Extrahierter Text –
--

Was war ich für ein Narr! Amy ist es zu verdanken, das alles anders kam. Sie liebt Hunde. Jahrelang bearbeitete sie mich, bis ich schließlich einwilligte, mir eine Hündin anzuschauen, die ein neues Zuhause sucht. Steter Tropfen höhlt bekanntlich den Stein. Als ich Bailey sah, war es um mich geschehen: Es war Liebe auf den ersten Blick. Die süßeste Hundedame der Welt hatte mich um den Finger gewickelt. Ein schwarzer Mischling, dem wir gerne ein neues Zuhause bieten wollen.
Meine Befürchtungen bestätigten sich natürlich nicht. Früher hatte ich immer den Vorsatz, vor der Arbeit ins Fitnessstudio zu gehen. Ich stellte mir den Wecker eine Stunde früher und blieb dann regelmäßig liegen. Jetzt mit Bailey, kein Problem. Selbst wenn meine Finger mal auf der Snoozetaste landen, fährt kurz darauf eine feuchte Hundezunge über mein Gesicht und erinnert mich an mein Gassidate. Dann springe ich aus dem Bett und freue mich auf unseren Streifzug durchs Viertel oder den Park. Abends und am Wochenende geht es dann meist in den Wald.

--

Bereitgestelltes Material –
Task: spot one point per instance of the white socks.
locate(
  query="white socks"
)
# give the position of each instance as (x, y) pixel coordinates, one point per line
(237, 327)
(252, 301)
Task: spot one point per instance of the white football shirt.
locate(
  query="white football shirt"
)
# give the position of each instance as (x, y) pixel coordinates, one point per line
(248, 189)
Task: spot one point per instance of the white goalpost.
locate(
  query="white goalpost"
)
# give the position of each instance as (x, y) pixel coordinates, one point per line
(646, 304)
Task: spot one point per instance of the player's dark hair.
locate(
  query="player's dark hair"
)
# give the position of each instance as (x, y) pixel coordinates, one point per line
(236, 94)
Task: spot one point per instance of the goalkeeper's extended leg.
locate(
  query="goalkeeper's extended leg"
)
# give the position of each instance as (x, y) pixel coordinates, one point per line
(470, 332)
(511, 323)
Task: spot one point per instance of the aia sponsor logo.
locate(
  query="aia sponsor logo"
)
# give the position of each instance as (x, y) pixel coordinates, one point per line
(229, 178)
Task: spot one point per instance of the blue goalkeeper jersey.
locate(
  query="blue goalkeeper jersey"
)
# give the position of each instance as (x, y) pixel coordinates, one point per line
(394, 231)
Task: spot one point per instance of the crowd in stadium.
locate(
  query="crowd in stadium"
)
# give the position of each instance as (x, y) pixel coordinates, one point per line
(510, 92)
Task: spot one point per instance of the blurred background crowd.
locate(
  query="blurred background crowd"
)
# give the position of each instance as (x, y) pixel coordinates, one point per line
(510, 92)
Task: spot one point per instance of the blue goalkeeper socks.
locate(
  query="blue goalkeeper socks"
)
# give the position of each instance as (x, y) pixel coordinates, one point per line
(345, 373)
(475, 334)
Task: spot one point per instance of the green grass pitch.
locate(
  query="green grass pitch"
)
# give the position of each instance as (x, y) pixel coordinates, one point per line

--

Teile der Übung –
a) Wohin geht es laut dem Text über die Hündin Bailey abends und am Wochenende meist?
b) Schreibe aus dem Text über die Hündin Bailey den Abschnitt zwischen „Was war ich“ und „Zuhause bieten wollen.“ wortgetreu ab, beide eingeschlossen.

Lösungen je Aufgabe –
a) Meist in den Wald.

b)
Was war ich für ein Narr! Amy ist es zu verdanken, das alles anders kam. Sie liebt Hunde. Jahrelang bearbeitete sie mich, bis ich schließlich einwilligte, mir eine Hündin anzuschauen, die ein neues Zuhause sucht. Steter Tropfen höhlt bekanntlich den Stein. Als ich Bailey sah, war es um mich geschehen: Es war Liebe auf den ersten Blick. Die süßeste Hundedame der Welt hatte mich um den Finger gewickelt. Ein schwarzer Mischling, dem wir gerne ein neues Zuhause bieten wollen.